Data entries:
▬▬▬▬▬▬▬▬▬▬

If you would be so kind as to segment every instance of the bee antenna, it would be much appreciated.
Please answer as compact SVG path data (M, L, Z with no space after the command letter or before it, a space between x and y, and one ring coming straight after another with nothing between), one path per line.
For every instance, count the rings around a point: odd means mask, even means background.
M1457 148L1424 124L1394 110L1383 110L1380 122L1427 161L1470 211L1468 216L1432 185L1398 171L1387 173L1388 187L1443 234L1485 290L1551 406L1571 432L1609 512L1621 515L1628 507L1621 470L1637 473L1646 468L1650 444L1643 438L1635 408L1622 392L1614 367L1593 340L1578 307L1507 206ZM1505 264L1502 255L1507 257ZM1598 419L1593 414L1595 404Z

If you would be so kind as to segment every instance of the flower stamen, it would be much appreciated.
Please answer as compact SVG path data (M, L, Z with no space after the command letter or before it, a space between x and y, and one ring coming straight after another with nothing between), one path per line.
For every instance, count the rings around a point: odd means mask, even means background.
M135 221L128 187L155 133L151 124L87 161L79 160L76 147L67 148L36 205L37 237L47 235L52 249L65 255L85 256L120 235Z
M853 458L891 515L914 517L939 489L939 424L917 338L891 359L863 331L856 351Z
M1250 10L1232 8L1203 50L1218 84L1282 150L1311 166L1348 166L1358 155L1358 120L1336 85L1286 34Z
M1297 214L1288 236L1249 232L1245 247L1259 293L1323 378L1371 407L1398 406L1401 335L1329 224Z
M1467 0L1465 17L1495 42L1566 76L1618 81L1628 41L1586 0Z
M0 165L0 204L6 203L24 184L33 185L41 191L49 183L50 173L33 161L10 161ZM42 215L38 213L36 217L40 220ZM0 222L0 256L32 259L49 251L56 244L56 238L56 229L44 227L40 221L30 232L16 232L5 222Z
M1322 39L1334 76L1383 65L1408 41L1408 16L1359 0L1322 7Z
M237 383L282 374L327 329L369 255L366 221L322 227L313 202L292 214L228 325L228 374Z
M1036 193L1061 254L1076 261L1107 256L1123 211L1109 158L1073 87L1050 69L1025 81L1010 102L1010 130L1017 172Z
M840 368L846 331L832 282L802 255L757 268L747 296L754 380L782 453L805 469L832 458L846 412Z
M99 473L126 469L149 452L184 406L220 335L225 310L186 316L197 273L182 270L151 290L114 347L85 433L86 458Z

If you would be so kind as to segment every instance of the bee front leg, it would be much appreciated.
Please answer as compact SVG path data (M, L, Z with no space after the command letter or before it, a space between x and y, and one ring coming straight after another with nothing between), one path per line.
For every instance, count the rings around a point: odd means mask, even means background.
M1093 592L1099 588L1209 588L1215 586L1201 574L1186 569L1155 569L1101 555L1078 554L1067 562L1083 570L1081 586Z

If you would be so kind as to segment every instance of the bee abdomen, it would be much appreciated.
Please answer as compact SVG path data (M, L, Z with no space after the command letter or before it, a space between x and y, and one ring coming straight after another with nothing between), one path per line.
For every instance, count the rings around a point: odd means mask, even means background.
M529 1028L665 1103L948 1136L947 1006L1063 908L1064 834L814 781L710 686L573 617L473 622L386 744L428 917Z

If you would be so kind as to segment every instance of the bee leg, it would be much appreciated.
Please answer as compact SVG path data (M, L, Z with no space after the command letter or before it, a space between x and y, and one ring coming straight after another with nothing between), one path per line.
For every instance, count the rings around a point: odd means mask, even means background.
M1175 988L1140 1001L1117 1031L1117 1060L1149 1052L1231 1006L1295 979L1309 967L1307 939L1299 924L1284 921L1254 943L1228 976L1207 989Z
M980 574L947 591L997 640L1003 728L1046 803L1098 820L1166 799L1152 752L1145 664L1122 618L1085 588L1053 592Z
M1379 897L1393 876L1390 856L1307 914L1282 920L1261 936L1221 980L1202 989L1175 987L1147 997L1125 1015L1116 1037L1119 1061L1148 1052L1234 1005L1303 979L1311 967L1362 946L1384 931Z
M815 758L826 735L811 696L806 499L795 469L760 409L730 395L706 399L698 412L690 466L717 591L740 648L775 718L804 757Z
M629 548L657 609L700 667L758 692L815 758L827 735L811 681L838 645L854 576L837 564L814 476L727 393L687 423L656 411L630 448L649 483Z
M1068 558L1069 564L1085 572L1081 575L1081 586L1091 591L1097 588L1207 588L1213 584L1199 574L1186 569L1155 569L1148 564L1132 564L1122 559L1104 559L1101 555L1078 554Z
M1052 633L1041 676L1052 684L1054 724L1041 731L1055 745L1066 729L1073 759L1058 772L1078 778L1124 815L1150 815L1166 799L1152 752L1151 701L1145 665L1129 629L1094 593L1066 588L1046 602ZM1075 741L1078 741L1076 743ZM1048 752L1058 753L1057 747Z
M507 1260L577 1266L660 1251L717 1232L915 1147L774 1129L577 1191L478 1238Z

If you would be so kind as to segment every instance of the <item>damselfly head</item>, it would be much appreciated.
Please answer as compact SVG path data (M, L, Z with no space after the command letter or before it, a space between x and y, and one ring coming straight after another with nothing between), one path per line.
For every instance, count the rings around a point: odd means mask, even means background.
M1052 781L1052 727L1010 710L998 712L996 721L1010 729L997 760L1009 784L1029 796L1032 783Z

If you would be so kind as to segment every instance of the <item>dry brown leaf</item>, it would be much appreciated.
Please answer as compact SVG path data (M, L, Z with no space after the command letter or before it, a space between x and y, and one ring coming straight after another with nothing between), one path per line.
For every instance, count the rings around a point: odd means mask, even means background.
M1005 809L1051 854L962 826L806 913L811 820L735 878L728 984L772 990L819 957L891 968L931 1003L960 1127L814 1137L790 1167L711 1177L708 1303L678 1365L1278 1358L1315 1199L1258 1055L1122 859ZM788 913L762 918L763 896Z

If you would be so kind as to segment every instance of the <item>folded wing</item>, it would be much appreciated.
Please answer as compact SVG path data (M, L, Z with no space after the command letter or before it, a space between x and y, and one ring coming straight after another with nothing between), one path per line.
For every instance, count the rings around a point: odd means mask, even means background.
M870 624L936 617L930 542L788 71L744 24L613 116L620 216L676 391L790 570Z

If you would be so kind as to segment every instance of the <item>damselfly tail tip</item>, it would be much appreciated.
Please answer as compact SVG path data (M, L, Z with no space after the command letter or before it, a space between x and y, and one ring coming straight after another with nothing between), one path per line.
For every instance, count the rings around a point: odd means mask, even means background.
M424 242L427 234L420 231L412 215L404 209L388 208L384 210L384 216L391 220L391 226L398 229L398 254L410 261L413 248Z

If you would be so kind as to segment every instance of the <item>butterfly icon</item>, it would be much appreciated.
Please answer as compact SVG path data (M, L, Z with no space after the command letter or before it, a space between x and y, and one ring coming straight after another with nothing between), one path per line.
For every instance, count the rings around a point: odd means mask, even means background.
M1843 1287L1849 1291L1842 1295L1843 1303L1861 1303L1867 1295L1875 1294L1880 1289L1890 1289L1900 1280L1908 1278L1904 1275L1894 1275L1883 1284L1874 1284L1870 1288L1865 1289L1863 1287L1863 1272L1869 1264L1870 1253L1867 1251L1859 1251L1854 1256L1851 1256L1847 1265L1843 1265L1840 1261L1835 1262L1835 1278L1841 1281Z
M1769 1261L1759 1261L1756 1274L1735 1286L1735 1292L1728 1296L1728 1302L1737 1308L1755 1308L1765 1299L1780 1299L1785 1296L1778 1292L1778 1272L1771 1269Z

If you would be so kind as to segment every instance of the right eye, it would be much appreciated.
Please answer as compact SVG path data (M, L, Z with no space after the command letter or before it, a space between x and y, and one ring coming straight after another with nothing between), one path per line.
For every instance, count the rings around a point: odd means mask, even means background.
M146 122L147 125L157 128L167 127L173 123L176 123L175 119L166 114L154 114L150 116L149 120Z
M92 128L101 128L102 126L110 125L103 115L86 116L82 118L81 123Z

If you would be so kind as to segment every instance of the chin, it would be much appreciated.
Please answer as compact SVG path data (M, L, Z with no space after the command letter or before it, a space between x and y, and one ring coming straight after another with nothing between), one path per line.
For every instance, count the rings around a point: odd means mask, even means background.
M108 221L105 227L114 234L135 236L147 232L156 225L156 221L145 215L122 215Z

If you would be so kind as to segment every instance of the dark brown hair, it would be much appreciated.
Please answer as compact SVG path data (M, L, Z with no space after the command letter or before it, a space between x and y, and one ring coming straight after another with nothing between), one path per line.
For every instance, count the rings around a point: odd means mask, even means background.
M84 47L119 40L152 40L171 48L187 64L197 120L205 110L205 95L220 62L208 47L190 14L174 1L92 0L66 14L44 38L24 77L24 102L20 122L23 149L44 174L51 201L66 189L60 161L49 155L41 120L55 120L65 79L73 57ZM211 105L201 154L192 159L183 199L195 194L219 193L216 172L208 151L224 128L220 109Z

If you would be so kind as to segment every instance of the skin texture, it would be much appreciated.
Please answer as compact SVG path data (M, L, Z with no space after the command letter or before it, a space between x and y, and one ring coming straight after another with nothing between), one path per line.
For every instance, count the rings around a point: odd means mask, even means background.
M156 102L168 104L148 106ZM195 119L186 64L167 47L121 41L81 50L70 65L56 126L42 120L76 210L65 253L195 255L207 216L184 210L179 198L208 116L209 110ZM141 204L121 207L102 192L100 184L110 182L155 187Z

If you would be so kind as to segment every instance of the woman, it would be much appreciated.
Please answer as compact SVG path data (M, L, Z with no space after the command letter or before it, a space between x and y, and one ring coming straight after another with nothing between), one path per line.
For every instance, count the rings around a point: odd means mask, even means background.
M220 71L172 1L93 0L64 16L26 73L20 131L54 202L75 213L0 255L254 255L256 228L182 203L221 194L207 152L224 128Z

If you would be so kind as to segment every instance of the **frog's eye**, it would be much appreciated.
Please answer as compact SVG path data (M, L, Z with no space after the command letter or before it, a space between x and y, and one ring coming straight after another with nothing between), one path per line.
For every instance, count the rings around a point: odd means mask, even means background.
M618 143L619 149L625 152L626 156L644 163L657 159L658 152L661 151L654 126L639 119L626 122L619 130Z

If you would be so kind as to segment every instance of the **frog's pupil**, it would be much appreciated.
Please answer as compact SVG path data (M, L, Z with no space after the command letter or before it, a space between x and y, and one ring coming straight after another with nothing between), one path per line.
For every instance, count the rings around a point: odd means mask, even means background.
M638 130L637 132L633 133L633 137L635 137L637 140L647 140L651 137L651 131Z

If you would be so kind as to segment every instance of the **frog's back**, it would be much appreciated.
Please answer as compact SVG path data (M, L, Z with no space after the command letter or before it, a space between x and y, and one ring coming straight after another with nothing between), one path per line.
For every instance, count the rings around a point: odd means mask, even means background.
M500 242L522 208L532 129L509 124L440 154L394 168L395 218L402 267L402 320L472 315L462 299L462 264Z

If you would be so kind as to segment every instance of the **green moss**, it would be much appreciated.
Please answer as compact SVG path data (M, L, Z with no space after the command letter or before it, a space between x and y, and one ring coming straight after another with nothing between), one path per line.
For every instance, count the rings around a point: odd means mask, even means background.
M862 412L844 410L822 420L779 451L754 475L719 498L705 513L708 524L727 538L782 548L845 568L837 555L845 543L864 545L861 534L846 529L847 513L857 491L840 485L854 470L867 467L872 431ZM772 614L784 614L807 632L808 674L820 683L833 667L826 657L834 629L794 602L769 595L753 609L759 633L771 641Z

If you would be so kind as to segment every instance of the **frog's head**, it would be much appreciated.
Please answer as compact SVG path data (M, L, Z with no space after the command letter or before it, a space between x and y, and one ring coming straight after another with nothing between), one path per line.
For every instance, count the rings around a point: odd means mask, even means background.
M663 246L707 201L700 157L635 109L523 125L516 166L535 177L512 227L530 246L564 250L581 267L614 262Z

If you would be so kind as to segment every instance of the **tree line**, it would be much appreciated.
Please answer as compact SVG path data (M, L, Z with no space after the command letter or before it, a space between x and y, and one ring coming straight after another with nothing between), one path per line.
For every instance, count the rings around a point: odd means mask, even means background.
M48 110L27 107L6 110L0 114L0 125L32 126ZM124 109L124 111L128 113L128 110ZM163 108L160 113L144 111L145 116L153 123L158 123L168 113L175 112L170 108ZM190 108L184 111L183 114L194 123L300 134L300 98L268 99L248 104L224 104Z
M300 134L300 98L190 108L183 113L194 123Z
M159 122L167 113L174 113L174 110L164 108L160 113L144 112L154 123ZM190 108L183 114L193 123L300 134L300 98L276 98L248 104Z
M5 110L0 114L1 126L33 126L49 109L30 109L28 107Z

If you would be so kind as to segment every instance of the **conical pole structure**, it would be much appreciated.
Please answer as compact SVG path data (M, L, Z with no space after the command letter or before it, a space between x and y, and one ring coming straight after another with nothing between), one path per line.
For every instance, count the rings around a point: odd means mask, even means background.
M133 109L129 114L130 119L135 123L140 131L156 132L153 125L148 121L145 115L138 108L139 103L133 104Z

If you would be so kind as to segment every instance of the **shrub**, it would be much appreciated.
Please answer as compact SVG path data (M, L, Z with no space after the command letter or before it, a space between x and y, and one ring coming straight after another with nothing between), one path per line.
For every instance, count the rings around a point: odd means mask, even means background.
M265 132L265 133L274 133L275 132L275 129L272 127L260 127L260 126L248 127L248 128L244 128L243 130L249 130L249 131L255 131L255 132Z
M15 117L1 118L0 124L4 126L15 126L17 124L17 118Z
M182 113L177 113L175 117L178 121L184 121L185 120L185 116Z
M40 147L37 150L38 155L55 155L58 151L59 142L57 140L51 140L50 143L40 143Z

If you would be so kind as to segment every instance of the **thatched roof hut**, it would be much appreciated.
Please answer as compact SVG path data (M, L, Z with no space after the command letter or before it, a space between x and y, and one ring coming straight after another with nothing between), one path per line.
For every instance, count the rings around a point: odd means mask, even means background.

▬▬▬▬▬▬▬▬▬▬

* Brief
Check each line above for the string "brown" and show the ones that have it.

* Written solution
If you would be so kind as to segment every instance of the <item>dry brown leaf</item>, it would be much appreciated.
If you would be so kind as to segment every instance of the dark brown hair, it would be much appreciated.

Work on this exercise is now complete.